GEGEVEN OPGAVE: Herschrijf de lijst hieronder en vervang daarin overal "bounding box" door "omsluitende rechthoek". Laat al het andere ongewijzigd.

RECORDS UIT DATASET:

┏━━

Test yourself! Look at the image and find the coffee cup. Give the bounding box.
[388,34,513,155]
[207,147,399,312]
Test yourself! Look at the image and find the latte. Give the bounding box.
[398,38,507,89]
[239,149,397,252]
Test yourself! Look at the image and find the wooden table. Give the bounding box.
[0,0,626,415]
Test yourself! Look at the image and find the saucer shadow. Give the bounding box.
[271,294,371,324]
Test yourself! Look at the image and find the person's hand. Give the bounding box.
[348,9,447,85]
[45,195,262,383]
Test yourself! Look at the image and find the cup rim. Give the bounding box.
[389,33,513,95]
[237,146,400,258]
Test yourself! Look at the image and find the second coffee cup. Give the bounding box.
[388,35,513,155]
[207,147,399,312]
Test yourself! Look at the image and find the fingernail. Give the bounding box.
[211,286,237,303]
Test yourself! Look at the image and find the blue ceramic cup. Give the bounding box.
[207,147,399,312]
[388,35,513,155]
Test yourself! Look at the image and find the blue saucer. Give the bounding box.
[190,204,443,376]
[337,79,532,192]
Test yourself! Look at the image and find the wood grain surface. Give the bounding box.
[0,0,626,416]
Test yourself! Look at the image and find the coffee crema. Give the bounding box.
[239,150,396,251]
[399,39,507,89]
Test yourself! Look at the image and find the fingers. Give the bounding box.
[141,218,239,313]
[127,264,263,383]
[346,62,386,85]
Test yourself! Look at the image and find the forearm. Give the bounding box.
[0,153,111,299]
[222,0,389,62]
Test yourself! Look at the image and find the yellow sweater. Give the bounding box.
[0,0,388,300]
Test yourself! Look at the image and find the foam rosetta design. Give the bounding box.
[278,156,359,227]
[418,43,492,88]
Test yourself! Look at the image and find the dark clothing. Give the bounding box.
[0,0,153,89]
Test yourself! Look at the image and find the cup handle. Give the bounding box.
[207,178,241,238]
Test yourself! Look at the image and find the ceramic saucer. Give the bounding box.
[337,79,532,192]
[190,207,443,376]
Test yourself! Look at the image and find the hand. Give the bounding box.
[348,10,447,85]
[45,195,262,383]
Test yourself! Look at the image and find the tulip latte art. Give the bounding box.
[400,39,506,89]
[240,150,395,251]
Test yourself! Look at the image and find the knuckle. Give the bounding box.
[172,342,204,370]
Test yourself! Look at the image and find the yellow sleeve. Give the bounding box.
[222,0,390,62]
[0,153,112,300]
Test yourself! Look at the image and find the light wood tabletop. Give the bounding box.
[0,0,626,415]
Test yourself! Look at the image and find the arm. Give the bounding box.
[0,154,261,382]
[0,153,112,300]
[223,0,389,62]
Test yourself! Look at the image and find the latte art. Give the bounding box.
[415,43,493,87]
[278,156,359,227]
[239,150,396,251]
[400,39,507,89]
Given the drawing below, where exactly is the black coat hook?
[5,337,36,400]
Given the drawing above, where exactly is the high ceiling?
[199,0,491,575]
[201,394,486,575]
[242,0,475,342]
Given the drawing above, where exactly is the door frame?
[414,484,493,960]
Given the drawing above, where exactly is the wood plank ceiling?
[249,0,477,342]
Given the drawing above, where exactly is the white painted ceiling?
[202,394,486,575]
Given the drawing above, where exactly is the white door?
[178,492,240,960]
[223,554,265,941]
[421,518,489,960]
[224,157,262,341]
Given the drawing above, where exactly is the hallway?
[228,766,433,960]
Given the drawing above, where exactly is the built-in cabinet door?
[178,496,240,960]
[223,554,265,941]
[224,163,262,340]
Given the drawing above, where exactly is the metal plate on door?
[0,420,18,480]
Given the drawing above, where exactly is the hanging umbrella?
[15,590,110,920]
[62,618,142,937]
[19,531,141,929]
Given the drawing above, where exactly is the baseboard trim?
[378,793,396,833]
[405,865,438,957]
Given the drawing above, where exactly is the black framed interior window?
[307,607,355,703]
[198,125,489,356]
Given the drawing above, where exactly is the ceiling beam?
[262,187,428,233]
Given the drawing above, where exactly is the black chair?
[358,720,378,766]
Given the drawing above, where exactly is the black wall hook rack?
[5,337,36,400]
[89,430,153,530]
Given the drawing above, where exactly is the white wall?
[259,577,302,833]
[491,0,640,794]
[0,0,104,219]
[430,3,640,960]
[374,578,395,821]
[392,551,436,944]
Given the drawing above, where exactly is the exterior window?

┗━━

ANTWOORD OP OPGAVE:
Test yourself! Look at the image and find the coffee cup. Give the omsluitende rechthoek.
[388,34,513,155]
[207,147,399,312]
Test yourself! Look at the image and find the latte. Give the omsluitende rechthoek.
[398,38,507,89]
[239,149,397,252]
Test yourself! Look at the image and find the wooden table. Give the omsluitende rechthoek.
[0,0,626,415]
Test yourself! Look at the image and find the saucer shadow. Give the omsluitende rechthoek.
[271,294,371,324]
Test yourself! Look at the image and find the person's hand. Give the omsluitende rechthoek.
[348,9,447,85]
[45,195,262,383]
Test yourself! Look at the image and find the cup rim. Give the omsluitende rechthoek.
[389,33,513,95]
[237,146,400,258]
Test yourself! Look at the image and find the second coffee cup. Give the omsluitende rechthoek.
[388,35,513,155]
[207,147,399,312]
Test yourself! Look at the image and find the fingernail. Give the omsluitende rechthoek.
[211,286,237,303]
Test yourself! Look at the image and find the blue ceramic cup. Give the omsluitende rechthoek.
[207,147,399,312]
[388,35,513,155]
Test yourself! Look at the image and find the blue saucer. Give the omsluitende rechthoek.
[190,204,443,376]
[337,79,532,192]
Test yourself! Look at the image and find the wood grain surface. Give the omsluitende rechthoek.
[0,0,626,416]
Test yourself! Look at the image and find the coffee crema. Give the omsluitende rechthoek.
[239,150,396,251]
[399,39,507,89]
Test yourself! Look at the image and find the fingers. Give the omsluitende rechthoek.
[141,218,239,313]
[127,264,263,383]
[346,62,386,85]
Test yourself! Look at the image and find the forearm. Give the omsluitende rechthoek.
[0,153,111,299]
[222,0,389,62]
Test yourself! Look at the image and find the yellow sweater. Give the omsluitende rechthoek.
[0,0,388,300]
Test yourself! Look at the image and find the foam rosetta design. Give the omsluitende rechthoek.
[278,156,359,227]
[418,43,492,88]
Test yourself! Look at the image and find the dark clothing. Give the omsluitende rechthoek.
[0,0,153,89]
Test yourself! Look at the image and find the cup handle. Give the omsluitende rechthoek.
[207,178,241,238]
Test yourself! Look at the image and find the ceramic saucer. Give the omsluitende rechthoek.
[337,79,532,192]
[190,207,443,376]
Test yourself! Look at the image and find the hand. Give the omsluitende rechthoek.
[348,10,447,85]
[45,195,262,383]
Test yourself! Look at the image and find the tulip latte art. Give the omsluitende rechthoek.
[400,39,506,89]
[240,150,395,251]
Test yourself! Look at the image and find the knuckle. Give the omsluitende rechthoek.
[172,342,204,370]
Test yourself! Look at the image and find the yellow sleeve. Give the omsluitende rechthoek.
[222,0,390,62]
[0,153,112,300]
Test yourself! Look at the image and find the light wood tabletop. Give the omsluitende rechthoek.
[0,0,626,415]
Test yourself! Look at the image and find the arm. Give the omsluitende rechthoek.
[0,154,261,382]
[0,153,112,300]
[223,0,389,62]
Test yourself! Look at the image and find the latte art. Give the omsluitende rechthoek.
[415,43,493,87]
[278,156,359,227]
[239,150,396,251]
[400,39,507,89]
Given the drawing below, where exactly is the black coat hook?
[5,337,36,400]
Given the drawing above, where exactly is the high ceiling?
[199,0,491,575]
[201,394,486,575]
[242,0,475,342]
Given the drawing above, where exactly is the door frame?
[414,484,493,960]
Given the drawing above, where exactly is the wood plank ceiling?
[249,0,477,342]
Given the drawing above, where exactly is the white painted ceiling?
[202,394,486,575]
Given the drawing above, where exactly is the white door?
[178,492,240,960]
[223,554,265,941]
[421,518,489,960]
[224,157,262,341]
Given the drawing above, where exactly is the hallway?
[228,766,433,960]
Given the drawing above, where exactly is the built-in cabinet door?
[178,496,240,960]
[223,554,265,941]
[224,163,262,340]
Given the drawing above, where exactly is the metal plate on door?
[0,420,18,480]
Given the drawing above, where exactly is the hanging umbrella?
[15,590,110,920]
[62,618,142,937]
[19,531,141,929]
Given the drawing above, where exactly is the baseboard trim?
[378,793,396,833]
[405,865,438,957]
Given the drawing above, where exactly is the black framed interior window?
[307,607,355,703]
[198,125,489,356]
Given the drawing above, where exactly is the ceiling beam?
[262,187,428,233]
Given the drawing above, where exactly is the black chair?
[358,720,378,766]
Given the drawing above, where exactly is the black wall hook rack?
[5,337,36,400]
[89,430,153,530]
Given the drawing above, where exactly is the white wall?
[259,577,302,833]
[491,0,640,794]
[0,0,104,219]
[430,3,640,960]
[374,578,395,821]
[392,551,436,944]
Given the drawing above, where exactly is the exterior window?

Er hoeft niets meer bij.